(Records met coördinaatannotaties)

━━━━━━━━

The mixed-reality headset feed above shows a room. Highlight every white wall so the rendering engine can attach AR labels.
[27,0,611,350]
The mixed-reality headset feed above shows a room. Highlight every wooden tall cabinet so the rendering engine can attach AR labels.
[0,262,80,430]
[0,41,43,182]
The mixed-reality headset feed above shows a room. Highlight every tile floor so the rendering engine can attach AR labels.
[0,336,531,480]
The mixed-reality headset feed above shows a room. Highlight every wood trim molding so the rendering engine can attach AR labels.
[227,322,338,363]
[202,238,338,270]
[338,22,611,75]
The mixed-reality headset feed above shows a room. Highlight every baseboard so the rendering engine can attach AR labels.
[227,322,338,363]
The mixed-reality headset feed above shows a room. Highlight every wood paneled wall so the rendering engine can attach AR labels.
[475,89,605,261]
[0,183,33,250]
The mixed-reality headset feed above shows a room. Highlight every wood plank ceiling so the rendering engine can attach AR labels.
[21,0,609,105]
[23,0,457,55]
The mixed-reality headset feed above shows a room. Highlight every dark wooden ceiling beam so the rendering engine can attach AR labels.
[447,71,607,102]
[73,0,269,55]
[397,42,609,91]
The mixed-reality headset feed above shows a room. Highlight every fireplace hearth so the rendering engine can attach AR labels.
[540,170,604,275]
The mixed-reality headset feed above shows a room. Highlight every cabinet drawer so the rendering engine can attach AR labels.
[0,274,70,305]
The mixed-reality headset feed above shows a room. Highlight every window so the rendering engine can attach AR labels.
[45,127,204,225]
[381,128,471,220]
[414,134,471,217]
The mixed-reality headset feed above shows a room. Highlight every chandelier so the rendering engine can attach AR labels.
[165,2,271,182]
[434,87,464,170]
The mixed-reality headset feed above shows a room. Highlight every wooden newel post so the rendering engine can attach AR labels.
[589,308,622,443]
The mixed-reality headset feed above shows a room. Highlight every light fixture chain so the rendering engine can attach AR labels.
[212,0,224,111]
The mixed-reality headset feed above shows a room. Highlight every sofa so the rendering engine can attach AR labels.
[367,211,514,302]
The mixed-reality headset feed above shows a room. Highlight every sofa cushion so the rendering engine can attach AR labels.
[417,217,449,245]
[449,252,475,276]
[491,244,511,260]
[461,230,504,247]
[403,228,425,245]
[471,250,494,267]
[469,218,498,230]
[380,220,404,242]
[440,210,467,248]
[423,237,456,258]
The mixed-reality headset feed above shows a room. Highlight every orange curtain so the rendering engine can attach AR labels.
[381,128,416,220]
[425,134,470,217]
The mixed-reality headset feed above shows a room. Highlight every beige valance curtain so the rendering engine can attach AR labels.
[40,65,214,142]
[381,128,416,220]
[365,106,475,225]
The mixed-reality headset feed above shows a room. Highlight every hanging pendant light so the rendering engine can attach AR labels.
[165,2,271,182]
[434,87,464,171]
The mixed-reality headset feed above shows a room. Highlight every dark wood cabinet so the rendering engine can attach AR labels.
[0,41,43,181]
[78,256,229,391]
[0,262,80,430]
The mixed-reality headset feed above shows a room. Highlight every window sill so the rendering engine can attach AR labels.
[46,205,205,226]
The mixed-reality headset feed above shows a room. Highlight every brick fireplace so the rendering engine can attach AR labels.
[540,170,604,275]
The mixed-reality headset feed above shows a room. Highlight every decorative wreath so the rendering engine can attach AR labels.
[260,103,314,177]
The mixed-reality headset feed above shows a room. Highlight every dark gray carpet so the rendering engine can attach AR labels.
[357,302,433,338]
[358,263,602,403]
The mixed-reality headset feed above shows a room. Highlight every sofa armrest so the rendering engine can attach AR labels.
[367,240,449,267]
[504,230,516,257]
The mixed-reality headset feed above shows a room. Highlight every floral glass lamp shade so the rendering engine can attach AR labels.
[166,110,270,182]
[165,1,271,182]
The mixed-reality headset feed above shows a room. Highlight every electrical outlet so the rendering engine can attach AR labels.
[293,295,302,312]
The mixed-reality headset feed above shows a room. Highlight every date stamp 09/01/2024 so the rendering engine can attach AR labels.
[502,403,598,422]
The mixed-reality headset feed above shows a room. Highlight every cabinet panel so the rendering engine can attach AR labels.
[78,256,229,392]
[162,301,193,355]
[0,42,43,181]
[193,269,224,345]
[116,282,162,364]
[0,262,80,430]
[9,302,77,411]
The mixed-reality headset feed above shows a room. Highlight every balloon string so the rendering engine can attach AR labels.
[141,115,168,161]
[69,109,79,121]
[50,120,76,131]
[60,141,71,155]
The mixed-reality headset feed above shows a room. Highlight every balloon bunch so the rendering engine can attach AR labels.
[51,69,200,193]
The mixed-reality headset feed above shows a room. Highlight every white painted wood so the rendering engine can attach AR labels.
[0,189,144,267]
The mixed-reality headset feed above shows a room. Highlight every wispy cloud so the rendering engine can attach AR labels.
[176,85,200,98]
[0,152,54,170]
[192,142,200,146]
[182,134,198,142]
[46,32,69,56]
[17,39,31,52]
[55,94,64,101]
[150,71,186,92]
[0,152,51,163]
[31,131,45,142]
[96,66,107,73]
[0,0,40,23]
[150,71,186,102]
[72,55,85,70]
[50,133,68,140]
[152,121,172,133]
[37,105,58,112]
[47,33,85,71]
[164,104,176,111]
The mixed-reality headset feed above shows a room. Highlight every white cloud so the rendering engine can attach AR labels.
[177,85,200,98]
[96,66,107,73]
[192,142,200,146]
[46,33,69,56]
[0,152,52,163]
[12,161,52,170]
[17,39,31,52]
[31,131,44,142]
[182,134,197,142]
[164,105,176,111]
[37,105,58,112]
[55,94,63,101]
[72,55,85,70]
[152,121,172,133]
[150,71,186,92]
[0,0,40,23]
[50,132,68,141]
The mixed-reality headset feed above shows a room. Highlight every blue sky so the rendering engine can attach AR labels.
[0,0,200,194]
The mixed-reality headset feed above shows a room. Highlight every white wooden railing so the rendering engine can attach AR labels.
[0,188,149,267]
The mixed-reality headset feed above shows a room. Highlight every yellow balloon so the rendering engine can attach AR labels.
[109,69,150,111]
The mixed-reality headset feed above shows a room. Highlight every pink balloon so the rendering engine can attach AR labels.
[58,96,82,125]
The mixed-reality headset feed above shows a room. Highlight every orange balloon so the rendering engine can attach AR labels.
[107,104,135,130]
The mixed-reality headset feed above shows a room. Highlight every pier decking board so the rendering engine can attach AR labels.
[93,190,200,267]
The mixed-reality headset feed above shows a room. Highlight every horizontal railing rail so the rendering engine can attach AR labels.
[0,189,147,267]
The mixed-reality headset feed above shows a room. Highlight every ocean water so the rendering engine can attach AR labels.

━━━━━━━━

- OEFENINGSDOEL
Bewerk alleen de records vanaf het begin tot en met de regel met "[338,22,611,75]" en geef die regels opnieuw, met overal "rendering engine" vervangen door "graphics engine" en de rest ongewijzigd.

- VERWACHT ANTWOORD
The mixed-reality headset feed above shows a room. Highlight every white wall so the graphics engine can attach AR labels.
[27,0,611,350]
The mixed-reality headset feed above shows a room. Highlight every wooden tall cabinet so the graphics engine can attach AR labels.
[0,262,80,430]
[0,41,43,182]
The mixed-reality headset feed above shows a room. Highlight every tile floor so the graphics engine can attach AR labels.
[0,336,531,480]
The mixed-reality headset feed above shows a room. Highlight every wood trim molding so the graphics engine can attach AR labels.
[227,322,338,363]
[202,238,338,270]
[338,22,611,75]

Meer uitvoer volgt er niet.